Roma, 10 apr – Alcune regioni stanno vagliando proposte per l’autorizzazione della somministrazione di preparati cannabinoidi ad uso terapeutico (il caso più recente in Umbria). L’esigenza di farmaci “nuovi” (per meccanismo d’azione) che agiscano sui sistemi organici normalmente modulati dai “cannabinoidi interni” è un’opzione importante per una serie di malati. In particolare si tratta di prodotti che, oltre a varie proprietà mediche da studiare in maniera sistematica, sono utili su alcuni tipi di dolore, di epilessia, di vomito e di spasticità muscolare.
Deve essere chiaro, in questo percorso, che la diffusione e lo studio dei farmaci cannabinoidi non ha nessun nesso obbligato con la legalizzazione della cannabis, per due motivi almeno. In primo luogo, quando si parla di cannabinoidi non si indica solo il thc, responsabile (anche) di effetti euforizzanti o allucinogeni, ma anche il cannabidiolo e il cannabinolo, che invece non sono interessanti sul piano ricreativo ma posseggono alcune specifiche proprietà. Alcuni medici hanno, ad esempio, selezionato varietà botaniche che producano poco thc e molto cannabidiolo, così da avere preparati più adatti all’uso terapeutico. Contrariamente, il mercato della cannabis-“droga” sta percorrendo la via opposta, ossia la selezione di preparati a tenore di thc sempre maggiore, fino al ricorso a prodotti sintetici che superano la potenza del thc naturale.

****************************************

▸ CONSEGNA
Trascrivi dal brano sui farmaci cannabinoidi tutto ciò che va da "Deve essere chiaro, in" giù fino a "del thc naturale.".

▸ RACCOLTA DATI

****************************************

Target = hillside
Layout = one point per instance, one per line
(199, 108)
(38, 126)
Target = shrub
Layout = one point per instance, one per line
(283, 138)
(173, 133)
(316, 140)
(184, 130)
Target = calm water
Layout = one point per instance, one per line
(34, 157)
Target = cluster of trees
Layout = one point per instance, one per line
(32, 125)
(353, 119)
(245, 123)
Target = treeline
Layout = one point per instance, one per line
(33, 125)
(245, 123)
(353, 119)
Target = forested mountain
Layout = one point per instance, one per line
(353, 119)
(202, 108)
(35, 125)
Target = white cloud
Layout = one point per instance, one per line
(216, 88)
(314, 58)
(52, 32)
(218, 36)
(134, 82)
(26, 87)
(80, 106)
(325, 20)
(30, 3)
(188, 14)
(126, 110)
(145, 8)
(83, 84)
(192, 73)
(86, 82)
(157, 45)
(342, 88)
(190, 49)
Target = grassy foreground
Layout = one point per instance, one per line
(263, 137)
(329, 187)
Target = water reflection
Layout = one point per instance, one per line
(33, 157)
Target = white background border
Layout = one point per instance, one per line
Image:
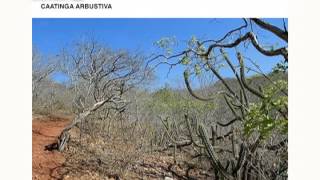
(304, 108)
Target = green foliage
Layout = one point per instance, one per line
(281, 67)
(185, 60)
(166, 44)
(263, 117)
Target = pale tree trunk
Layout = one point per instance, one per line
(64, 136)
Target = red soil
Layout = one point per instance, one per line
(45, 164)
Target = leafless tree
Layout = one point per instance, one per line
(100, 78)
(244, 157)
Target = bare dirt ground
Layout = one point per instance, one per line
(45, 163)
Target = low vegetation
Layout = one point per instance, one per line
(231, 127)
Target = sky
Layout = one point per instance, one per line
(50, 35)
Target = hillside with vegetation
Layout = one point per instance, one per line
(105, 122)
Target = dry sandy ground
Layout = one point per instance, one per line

****************************************

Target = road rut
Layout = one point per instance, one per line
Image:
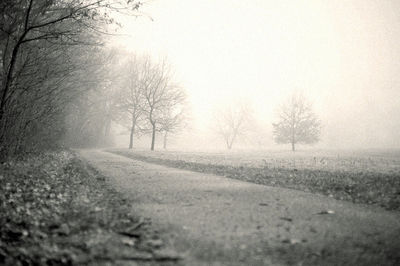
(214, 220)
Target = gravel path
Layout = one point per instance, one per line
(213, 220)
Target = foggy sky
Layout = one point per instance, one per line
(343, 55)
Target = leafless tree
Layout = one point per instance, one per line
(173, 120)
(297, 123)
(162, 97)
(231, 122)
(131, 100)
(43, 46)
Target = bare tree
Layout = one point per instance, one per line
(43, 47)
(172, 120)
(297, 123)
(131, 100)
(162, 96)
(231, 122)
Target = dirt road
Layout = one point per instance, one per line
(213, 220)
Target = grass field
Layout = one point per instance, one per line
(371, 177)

****************************************

▸ COMPITO SVOLTO
Deve essere chiaro, in questo percorso, che la diffusione e lo studio dei farmaci cannabinoidi non ha nessun nesso obbligato con la legalizzazione della cannabis, per due motivi almeno. In primo luogo, quando si parla di cannabinoidi non si indica solo il thc, responsabile (anche) di effetti euforizzanti o allucinogeni, ma anche il cannabidiolo e il cannabinolo, che invece non sono interessanti sul piano ricreativo ma posseggono alcune specifiche proprietà. Alcuni medici hanno, ad esempio, selezionato varietà botaniche che producano poco thc e molto cannabidiolo, così da avere preparati più adatti all’uso terapeutico. Contrariamente, il mercato della cannabis-“droga” sta percorrendo la via opposta, ossia la selezione di preparati a tenore di thc sempre maggiore, fino al ricorso a prodotti sintetici che superano la potenza del thc naturale.